_PROVIDED ENTRIES_:
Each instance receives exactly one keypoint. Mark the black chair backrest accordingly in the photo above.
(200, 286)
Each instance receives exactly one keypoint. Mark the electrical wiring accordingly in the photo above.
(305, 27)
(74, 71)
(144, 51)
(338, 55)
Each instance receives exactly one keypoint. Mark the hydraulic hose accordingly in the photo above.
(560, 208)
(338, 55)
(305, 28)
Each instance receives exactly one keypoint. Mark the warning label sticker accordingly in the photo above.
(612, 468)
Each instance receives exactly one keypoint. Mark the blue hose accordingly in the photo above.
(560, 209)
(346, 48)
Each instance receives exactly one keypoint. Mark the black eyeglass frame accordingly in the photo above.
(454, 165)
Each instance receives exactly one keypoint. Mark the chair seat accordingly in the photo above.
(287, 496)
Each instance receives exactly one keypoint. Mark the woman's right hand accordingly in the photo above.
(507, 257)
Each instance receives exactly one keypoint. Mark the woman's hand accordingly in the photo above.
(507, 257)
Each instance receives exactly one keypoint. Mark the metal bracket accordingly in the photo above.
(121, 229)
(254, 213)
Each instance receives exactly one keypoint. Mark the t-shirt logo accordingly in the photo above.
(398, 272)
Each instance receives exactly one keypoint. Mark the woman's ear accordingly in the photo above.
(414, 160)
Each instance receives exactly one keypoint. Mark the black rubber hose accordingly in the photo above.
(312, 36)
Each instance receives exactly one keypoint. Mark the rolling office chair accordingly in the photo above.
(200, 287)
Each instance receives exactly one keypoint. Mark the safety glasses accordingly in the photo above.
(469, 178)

_EXERCISE GOAL_:
Make an exact copy of each line, beginning at the one containing "woman's hand accordingly in the photo above." and ending with the last line of the data, and of no other line.

_REPLY_:
Each instance receives exactly one keypoint. Mark the woman's hand accordingly in the photo above.
(507, 257)
Each instance receives exactly one keypoint. Mark the metal bracket accordingly in the photo above.
(121, 229)
(254, 213)
Each instance receives exactly one keypoint. Mark the t-shirt logo accordingly in the photo above.
(398, 272)
Each instance receives exactly one keypoint. Mark the woman's ear accordingly in the photo above.
(414, 160)
Each instance receives exactly one keypoint. Mark the black rubber hose accordingly in the photo above.
(312, 36)
Each instance receives exactly one keypoint. Mark the rolling office chair accordingly in the photo above.
(200, 287)
Each instance receives exactly one keypoint. Mark the safety glasses accordingly in the photo above.
(469, 178)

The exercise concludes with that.